Copy out every line of the records below that contains the word "Segment", leaving each such line unchanged.
======== Material to process
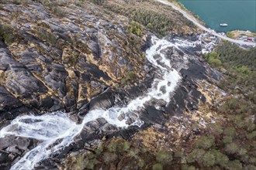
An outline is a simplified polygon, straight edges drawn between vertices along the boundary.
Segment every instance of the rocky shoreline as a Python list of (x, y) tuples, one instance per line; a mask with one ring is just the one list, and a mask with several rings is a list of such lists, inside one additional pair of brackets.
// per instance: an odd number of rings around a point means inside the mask
[[(0, 4), (0, 130), (17, 116), (56, 111), (63, 111), (60, 113), (79, 124), (89, 110), (126, 106), (138, 96), (145, 96), (154, 80), (161, 79), (161, 70), (144, 56), (154, 45), (154, 35), (145, 30), (143, 36), (136, 35), (127, 27), (127, 19), (106, 15), (98, 5), (83, 5), (83, 10), (73, 4), (68, 8), (60, 5), (54, 12), (38, 3)], [(123, 129), (101, 118), (88, 122), (74, 143), (35, 168), (57, 168), (67, 155), (97, 144), (99, 139), (130, 139), (148, 126), (164, 124), (172, 116), (197, 110), (199, 103), (206, 100), (198, 82), (222, 77), (200, 58), (202, 52), (213, 49), (218, 39), (201, 33), (172, 36), (166, 41), (173, 45), (160, 53), (182, 76), (170, 102), (146, 103), (137, 113), (144, 121), (140, 128)], [(159, 59), (157, 55), (154, 57)], [(126, 123), (132, 124), (135, 118), (130, 114)], [(31, 120), (22, 121), (29, 124)], [(13, 131), (17, 128), (13, 127)], [(0, 168), (9, 169), (40, 142), (13, 135), (1, 138)]]

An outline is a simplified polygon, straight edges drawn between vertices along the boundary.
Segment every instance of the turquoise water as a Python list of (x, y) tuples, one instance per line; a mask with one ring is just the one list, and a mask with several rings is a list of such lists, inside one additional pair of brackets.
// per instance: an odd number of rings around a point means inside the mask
================
▶ [Answer to the exercise]
Segment every instance of the rocky shoreline as a Python list of (x, y) tuples, one instance per line; a mask with one ring is just the one list, and a mask with several rings is a list of such lists, inside one additional pair of brackets.
Segment every instance of the turquoise water as a Python list of (x, y) tuples, one instance per line; a mask with one ring is just the one list, and a mask with several rings is a list of such lists, inside one additional pair of brackets.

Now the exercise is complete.